### EXERCISE BRIEF
Extract, exactly as written, all lines of the material below from the line that includes "Query: open drawer" through its last line.

### PROVIDED RECORDS
——————
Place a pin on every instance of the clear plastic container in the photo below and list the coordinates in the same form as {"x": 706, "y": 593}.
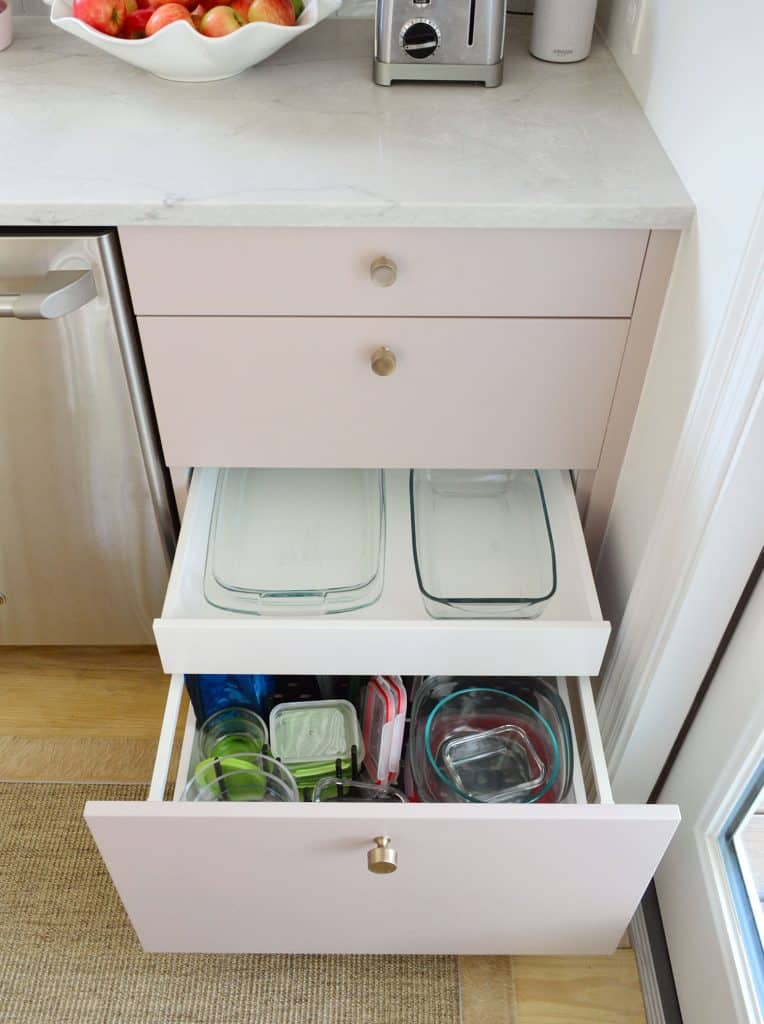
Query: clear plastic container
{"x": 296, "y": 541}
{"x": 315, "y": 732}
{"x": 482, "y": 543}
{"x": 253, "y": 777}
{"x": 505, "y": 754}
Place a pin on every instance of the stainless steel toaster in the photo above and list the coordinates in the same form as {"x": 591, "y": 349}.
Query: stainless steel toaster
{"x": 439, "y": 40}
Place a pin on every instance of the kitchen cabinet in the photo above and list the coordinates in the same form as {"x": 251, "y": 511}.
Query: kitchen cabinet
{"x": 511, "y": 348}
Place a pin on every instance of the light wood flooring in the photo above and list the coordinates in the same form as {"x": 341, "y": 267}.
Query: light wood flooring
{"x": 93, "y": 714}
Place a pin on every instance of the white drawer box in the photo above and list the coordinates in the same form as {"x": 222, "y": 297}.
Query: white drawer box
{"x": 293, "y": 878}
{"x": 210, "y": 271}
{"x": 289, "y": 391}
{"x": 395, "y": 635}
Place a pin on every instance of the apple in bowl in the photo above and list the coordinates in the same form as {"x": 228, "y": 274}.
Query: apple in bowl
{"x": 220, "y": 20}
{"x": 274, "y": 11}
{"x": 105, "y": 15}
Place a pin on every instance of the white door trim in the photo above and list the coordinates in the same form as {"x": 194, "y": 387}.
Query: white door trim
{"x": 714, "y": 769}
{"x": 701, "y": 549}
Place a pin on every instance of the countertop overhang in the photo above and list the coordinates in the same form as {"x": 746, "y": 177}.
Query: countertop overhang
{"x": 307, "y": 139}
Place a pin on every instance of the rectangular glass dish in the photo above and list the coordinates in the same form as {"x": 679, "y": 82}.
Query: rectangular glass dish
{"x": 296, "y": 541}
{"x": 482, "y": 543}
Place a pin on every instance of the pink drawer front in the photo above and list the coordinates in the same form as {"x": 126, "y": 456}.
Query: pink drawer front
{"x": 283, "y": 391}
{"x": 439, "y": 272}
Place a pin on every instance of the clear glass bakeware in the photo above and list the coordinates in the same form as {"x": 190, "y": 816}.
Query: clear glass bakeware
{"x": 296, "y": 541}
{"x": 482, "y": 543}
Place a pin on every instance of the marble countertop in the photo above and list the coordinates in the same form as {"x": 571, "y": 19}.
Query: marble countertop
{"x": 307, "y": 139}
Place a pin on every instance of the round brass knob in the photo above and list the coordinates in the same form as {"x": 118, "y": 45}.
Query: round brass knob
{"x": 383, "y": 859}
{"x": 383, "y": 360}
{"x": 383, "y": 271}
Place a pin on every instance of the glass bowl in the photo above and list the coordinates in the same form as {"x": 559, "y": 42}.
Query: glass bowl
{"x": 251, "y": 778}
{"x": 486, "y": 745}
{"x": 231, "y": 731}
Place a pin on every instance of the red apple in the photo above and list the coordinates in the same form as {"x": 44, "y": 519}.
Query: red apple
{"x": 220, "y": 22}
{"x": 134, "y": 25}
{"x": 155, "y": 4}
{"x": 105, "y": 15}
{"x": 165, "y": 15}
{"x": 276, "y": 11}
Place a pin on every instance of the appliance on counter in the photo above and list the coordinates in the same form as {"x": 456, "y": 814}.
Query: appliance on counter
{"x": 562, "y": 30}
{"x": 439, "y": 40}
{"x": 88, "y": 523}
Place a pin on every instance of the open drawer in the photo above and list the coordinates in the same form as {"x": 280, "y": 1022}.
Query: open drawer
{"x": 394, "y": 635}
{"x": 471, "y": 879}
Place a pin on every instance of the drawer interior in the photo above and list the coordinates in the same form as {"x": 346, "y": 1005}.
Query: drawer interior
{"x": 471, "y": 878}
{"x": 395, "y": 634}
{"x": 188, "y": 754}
——————
### ANSWER TO THE EXERCISE
Query: open drawer
{"x": 394, "y": 635}
{"x": 471, "y": 879}
Place a pin on every instance of the drawer interior in the photo above and list the coordinates in the same form as {"x": 346, "y": 1005}.
Query: drawer interior
{"x": 471, "y": 878}
{"x": 395, "y": 634}
{"x": 188, "y": 754}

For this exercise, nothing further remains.